EXTRAIT DU TEXTE -
Peu importe l'identité des équipes qui s'affronteront en finale de la Coupe Stanley en juin prochain, le duel de l'année dans la LNH opposera le commissaire Gary Bettman au nouveau directeur de l'Association des joueurs, Donald Fehr, qui doivent renégocier la convention collective venant à échéance le 15 septembre 2012.

Un duel qui pourrait faire des flammèches. Au point de provoquer l'annulation de certains matchs, voire de la saison 2012-2013 au complet? L'économiste américain Patrick Rishe en doute. «La LNH ne devrait probablement pas être obligée d'annuler des matchs. La ligue ne veut surtout pas répéter le lock-out de 2004-2005. Elle a un nouveau contrat de télé avec NBC et la valeur des équipes augmente selon Forbes, même si la majorité d'entre elles perdent de l'argent», a dit le professeur d'économie à l'Université Webster à St. Louis, en entrevue à La Presse Affaires.

Des quatre ligues majeures de sport professionnel en Amérique du Nord, la LNH a l'avantage d'être la dernière à négocier sa convention collective. En 2011, la NFL est parvenue à un accord au terme d'un lock-out de cinq mois, mais sans rater de matchs réguliers. La NBA a décrété un lock-out de six mois qui a raccourci la saison régulière de 82 à 66 matchs. «La véritable question, c'est de savoir si les parties auront la sagesse de tirer des leçons des conflits de travail dans la NFL et la NBA, dit Stephen Greyser, professeur d'administration et spécialiste de l'économie du sport à la Harvard Business School. Dans la NBA, il n'y avait pas beaucoup de différences entre l'entente qui aurait permis de sauver toute la saison et celle qui a finalement été acceptée.»

DONNÉES EXTRAITES -

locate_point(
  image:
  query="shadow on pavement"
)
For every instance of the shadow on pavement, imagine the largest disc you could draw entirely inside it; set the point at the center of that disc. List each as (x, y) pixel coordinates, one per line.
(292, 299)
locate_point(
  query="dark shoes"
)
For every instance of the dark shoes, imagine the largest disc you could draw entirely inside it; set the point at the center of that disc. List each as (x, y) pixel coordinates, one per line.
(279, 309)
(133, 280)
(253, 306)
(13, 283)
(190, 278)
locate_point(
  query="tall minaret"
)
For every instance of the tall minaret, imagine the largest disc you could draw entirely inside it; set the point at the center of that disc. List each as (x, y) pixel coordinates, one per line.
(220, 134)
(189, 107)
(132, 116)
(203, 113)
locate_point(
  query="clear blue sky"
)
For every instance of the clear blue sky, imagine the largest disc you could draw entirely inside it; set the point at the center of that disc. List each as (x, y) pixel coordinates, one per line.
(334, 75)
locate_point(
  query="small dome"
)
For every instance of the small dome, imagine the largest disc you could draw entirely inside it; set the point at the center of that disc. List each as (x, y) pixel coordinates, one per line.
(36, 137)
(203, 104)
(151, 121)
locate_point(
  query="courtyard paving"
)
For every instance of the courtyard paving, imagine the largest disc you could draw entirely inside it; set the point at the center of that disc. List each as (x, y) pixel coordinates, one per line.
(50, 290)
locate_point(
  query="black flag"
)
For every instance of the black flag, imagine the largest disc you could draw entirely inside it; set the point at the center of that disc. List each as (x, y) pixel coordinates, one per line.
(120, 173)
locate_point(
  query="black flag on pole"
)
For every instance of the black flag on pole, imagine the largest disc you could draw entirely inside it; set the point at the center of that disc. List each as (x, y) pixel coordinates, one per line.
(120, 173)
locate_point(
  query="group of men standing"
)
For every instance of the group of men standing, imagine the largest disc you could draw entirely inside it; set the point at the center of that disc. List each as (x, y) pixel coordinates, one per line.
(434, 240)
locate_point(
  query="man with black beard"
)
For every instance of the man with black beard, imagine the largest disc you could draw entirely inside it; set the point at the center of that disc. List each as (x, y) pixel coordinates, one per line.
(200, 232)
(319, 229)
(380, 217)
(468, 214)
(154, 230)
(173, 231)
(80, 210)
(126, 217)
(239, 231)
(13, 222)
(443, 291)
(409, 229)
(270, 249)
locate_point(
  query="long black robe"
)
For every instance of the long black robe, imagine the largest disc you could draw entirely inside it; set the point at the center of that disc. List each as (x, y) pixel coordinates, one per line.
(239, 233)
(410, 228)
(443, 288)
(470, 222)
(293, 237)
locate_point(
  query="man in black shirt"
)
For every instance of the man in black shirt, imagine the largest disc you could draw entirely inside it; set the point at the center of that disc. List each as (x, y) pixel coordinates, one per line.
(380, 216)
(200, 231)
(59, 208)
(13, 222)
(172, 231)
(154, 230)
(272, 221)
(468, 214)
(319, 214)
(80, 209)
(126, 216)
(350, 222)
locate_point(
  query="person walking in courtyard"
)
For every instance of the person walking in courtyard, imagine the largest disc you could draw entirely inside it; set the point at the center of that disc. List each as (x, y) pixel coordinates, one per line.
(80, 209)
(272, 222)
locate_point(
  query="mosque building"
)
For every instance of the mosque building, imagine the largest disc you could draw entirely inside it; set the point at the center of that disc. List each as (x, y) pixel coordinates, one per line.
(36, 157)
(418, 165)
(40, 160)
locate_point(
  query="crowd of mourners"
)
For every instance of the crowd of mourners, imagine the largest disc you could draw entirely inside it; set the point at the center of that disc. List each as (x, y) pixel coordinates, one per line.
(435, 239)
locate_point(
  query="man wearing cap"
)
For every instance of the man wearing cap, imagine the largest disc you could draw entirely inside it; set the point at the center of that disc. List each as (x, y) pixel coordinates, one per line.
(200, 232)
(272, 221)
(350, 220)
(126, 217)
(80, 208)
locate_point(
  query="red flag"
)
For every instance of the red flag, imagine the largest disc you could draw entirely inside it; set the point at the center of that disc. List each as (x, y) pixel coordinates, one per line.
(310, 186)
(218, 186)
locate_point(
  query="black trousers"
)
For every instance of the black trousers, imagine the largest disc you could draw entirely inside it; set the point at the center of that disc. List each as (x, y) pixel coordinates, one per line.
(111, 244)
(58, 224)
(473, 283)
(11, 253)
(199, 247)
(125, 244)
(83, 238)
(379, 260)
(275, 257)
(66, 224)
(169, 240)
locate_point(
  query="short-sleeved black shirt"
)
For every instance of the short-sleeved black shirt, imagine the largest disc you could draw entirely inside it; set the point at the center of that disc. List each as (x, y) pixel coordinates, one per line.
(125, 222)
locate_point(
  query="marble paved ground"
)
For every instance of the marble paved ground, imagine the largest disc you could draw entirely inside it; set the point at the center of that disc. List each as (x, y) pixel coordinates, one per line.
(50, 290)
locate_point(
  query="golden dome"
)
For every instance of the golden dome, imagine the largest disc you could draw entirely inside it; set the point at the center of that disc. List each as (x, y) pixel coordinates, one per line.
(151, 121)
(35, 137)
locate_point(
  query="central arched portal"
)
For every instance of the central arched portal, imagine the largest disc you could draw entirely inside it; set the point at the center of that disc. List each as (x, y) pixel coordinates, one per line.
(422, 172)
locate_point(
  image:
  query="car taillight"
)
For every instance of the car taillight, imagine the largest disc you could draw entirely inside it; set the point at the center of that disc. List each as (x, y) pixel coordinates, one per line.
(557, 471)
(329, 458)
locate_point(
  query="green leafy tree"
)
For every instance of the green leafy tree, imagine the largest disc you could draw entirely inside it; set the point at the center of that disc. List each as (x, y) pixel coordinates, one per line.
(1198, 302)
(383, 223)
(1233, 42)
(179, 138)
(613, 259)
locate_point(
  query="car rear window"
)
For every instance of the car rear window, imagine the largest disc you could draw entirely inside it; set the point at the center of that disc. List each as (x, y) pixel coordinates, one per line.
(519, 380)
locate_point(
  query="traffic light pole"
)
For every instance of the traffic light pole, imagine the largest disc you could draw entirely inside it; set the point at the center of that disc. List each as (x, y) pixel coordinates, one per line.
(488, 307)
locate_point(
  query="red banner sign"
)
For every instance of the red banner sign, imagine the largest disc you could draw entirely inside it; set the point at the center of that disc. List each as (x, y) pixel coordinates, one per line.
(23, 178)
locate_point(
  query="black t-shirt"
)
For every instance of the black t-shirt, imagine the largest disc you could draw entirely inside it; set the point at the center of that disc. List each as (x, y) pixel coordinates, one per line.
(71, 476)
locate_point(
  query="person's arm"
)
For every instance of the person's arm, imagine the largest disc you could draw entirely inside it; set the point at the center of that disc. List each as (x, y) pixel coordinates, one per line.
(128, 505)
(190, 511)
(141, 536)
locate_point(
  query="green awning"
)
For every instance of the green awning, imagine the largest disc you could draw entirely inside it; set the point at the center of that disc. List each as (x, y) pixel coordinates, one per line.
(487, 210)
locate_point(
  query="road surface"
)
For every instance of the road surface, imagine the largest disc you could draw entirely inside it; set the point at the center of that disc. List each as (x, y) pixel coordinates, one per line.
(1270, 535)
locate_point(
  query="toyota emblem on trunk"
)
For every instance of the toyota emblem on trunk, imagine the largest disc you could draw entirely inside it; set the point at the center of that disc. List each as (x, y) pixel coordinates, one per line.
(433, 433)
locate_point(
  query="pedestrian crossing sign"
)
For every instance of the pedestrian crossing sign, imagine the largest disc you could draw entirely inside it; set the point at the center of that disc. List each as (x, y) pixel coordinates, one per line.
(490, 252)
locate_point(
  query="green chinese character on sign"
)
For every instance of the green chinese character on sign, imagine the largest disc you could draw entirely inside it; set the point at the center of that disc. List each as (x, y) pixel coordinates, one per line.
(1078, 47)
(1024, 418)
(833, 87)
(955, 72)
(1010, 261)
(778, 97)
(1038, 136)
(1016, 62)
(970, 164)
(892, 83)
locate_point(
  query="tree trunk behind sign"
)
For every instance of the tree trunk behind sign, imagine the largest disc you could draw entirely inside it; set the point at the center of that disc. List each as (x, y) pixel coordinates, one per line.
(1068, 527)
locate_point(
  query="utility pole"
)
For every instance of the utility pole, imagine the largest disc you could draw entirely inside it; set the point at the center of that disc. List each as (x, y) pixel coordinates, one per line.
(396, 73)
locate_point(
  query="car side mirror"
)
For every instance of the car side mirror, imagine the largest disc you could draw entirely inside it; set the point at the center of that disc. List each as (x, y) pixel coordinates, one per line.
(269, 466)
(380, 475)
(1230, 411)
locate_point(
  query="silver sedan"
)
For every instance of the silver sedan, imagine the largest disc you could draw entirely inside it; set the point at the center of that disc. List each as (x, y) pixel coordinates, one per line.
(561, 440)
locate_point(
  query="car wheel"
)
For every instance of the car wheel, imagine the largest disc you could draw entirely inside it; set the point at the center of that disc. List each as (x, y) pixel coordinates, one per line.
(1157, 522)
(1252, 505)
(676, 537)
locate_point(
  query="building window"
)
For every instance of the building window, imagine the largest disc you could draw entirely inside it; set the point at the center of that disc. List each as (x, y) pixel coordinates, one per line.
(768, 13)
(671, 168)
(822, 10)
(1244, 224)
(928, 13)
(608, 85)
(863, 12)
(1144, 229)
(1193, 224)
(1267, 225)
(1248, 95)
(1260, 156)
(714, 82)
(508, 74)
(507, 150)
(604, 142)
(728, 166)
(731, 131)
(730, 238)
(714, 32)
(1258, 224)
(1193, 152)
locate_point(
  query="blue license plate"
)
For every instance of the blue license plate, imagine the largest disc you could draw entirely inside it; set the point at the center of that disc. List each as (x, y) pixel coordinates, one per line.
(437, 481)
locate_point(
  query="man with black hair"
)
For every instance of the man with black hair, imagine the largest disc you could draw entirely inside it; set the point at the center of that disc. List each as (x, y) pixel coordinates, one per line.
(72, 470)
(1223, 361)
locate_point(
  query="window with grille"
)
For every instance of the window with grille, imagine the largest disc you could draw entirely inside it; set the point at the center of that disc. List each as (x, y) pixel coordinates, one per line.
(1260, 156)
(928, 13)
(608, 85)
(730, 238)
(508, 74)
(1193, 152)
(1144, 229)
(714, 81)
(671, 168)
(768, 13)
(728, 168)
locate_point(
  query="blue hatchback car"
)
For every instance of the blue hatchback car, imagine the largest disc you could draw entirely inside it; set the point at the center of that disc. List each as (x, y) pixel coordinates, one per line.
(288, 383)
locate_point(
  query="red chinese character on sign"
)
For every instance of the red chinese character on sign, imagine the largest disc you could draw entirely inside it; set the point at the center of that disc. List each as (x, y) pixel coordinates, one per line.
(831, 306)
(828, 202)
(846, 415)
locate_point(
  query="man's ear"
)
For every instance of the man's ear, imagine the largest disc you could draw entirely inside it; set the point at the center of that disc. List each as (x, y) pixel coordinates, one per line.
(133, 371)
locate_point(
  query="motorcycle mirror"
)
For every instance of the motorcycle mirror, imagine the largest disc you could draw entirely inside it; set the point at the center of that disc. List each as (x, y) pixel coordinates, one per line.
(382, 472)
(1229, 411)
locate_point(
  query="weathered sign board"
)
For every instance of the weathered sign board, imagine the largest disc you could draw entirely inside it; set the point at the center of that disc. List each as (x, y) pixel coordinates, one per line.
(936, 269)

L'EXERCICE - Prolongez l'article sur la renégociation de la convention collective de la LNH à partir de sa dernière phrase.

RÉPONSE ATTENDUE -
Au football comme au basketball, les joueurs ont fait des concessions salariales importantes. Dans la NFL, les revenus des joueurs sont passés de 53,3% à au moins 47%. Dans la NBA, ils sont passés de 57% à 50%. Les joueurs de hockey se séparent actuellement 57% des revenus générés par les activités de la LNH.

Le baseball majeur s'est entendu en novembre à l'amiable avec ses joueurs, qui ont eu droit à 53,7% des revenus la saison dernière. Il n'y a pas de plafond salarial au baseball. «La part des revenus des joueurs de hockey devrait diminuer, dit l'économiste Patrick Rishe. Plusieurs propriétaires de la LNH ont aussi une équipe de la NBA. Ils peuvent dire aux joueurs de hockey: «Les joueurs de football et de basket génèrent beaucoup plus d'argent que vous et ils ont une moins grande partie des revenus.»

Au terme du lock-out de 2004-2005, les propriétaires de la LNH ont réussi à imposer aux joueurs un plafond salarial lié aux revenus de la ligue. Or, les revenus de la LNH ont augmenté rapidement en raison des succès financiers des équipes riches comme le Canadien de Montréal et les Maple Leafs de Toronto. Les équipes moins bien nanties ont dû composer avec un plafond et un plancher salariaux à la hausse mais des budgets internes aussi serrés.

Les propriétaires pourraient être tentés de corriger ces inégalités entre les équipes dans la prochaine convention collective. «Le plancher salarial est devenu une aberration, dit André Richelieu, professeur en marketing sportif à l'Université Laval. Certaines équipes sont obligées d'accorder des contrats faramineux à des joueurs ordinaires pour respecter le plancher salarial.»

«Les propriétaires aimeraient probablement mieux un système d'inflation prévu à l'avance, qui ne serait pas calculé en fonction de la hausse des revenus», dit l'économiste américain Patrick Rishe.

À la table des négociations, les joueurs de la LNH ont un atout que ne possédaient pas leurs confrères de la NFL et de la NBA: l'option de jouer en Europe, où il existe plusieurs circuits professionnels de qualité, dont la KHL en Russie. Il y a aussi leur négociateur en chef Donald Fehr, qui a dirigé l'association des joueurs la plus puissante du sport professionnel nord-américain, celle des joueurs de baseball de 1983 à 2009 avant d'être embauché en décembre 2010 pour diriger l'Association des joueurs de la LNH.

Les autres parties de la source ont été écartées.